Could you restate the whole listing word for word?

Task input
---+---

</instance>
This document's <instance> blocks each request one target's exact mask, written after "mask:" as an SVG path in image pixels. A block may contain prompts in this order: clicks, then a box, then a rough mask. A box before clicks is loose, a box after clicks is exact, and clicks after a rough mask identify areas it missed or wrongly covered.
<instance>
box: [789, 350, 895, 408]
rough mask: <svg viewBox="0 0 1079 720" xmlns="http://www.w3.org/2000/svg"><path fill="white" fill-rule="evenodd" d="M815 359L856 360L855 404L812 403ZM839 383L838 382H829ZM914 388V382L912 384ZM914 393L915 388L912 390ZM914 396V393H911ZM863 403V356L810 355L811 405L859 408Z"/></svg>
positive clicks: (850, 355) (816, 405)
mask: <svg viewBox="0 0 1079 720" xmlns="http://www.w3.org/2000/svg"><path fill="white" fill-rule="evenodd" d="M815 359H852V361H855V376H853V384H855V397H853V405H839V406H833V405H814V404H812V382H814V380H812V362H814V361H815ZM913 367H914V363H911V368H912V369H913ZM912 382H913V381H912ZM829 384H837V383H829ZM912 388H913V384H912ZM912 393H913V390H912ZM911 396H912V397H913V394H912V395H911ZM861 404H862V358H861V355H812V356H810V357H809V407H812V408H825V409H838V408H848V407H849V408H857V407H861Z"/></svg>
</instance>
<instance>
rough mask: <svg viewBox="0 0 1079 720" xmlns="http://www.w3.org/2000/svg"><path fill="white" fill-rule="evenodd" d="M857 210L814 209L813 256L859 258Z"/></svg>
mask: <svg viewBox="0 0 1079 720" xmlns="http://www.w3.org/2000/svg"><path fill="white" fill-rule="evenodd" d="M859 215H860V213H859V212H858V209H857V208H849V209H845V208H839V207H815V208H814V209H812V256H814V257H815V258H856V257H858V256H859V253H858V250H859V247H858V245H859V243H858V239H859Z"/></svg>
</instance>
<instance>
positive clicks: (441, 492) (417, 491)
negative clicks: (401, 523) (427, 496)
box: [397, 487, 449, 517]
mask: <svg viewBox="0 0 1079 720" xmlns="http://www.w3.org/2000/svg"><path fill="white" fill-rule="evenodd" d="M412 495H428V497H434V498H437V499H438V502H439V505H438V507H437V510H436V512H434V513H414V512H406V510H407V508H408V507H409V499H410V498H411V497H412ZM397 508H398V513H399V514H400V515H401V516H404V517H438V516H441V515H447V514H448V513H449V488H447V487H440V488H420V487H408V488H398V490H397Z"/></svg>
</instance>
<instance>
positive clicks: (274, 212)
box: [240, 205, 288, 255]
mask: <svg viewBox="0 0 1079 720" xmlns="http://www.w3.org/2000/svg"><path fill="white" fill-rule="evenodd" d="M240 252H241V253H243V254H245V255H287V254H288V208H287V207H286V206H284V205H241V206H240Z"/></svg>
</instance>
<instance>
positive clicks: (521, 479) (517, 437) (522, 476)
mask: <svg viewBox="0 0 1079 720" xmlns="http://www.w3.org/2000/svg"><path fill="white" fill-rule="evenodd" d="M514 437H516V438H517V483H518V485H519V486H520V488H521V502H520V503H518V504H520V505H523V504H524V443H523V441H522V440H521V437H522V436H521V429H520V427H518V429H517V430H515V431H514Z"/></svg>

---+---

Response box
</instance>
This document's <instance> blocks each request one target's exact mask, written after "mask:" as an SVG path in image pixels. A block may contain prompts in this order: clicks, then a box, then a rough mask. A box before clicks is loose, a box after clicks is exact, and clicks after a rough mask identify areas it missed or wrongly covered.
<instance>
box: [789, 350, 895, 408]
rough mask: <svg viewBox="0 0 1079 720" xmlns="http://www.w3.org/2000/svg"><path fill="white" fill-rule="evenodd" d="M815 359L856 360L855 404L812 403ZM839 383L838 382H829ZM914 388V382L912 384ZM914 393L915 388L912 390ZM914 396V393H911ZM863 403V356L810 355L811 405L859 408Z"/></svg>
positive clicks: (850, 355) (816, 405)
mask: <svg viewBox="0 0 1079 720" xmlns="http://www.w3.org/2000/svg"><path fill="white" fill-rule="evenodd" d="M815 359H852V361H855V376H853V384H855V397H853V405H839V406H833V405H814V404H812V382H814V380H812V362H814V361H815ZM913 367H914V363H911V368H912V369H913ZM912 382H913V381H912ZM829 384H837V383H829ZM912 388H913V384H912ZM912 393H913V390H912ZM911 396H912V397H913V394H912V395H911ZM861 404H862V358H861V355H812V356H810V357H809V407H812V408H825V409H838V408H848V407H849V408H857V407H861Z"/></svg>
</instance>
<instance>
rough mask: <svg viewBox="0 0 1079 720" xmlns="http://www.w3.org/2000/svg"><path fill="white" fill-rule="evenodd" d="M857 210L814 209L813 256L859 258Z"/></svg>
mask: <svg viewBox="0 0 1079 720" xmlns="http://www.w3.org/2000/svg"><path fill="white" fill-rule="evenodd" d="M859 215H860V213H859V212H858V209H857V208H849V209H845V208H839V207H815V208H814V209H812V256H814V257H815V258H856V257H858V256H859V253H858V250H859V247H858V245H859V243H858V239H859Z"/></svg>
</instance>
<instance>
positive clicks: (441, 492) (417, 491)
negative clicks: (401, 523) (427, 496)
box: [397, 487, 449, 517]
mask: <svg viewBox="0 0 1079 720" xmlns="http://www.w3.org/2000/svg"><path fill="white" fill-rule="evenodd" d="M412 495H428V497H434V498H437V499H438V502H439V505H438V507H437V510H436V512H434V513H414V512H406V510H407V508H408V507H409V499H410V498H411V497H412ZM397 508H398V513H399V514H400V515H401V516H404V517H438V516H441V515H447V514H448V513H449V488H447V487H440V488H420V487H408V488H398V490H397Z"/></svg>
</instance>
<instance>
positive clicks: (274, 212)
box: [240, 205, 288, 255]
mask: <svg viewBox="0 0 1079 720" xmlns="http://www.w3.org/2000/svg"><path fill="white" fill-rule="evenodd" d="M240 252H241V253H243V254H245V255H287V254H288V208H287V207H286V206H284V205H241V206H240Z"/></svg>
</instance>
<instance>
positive clicks: (521, 479) (517, 437) (522, 476)
mask: <svg viewBox="0 0 1079 720" xmlns="http://www.w3.org/2000/svg"><path fill="white" fill-rule="evenodd" d="M514 437H516V438H517V483H518V485H519V486H520V488H521V502H520V503H518V504H520V505H523V504H524V443H523V441H522V440H521V437H522V436H521V429H520V427H518V429H517V430H515V431H514Z"/></svg>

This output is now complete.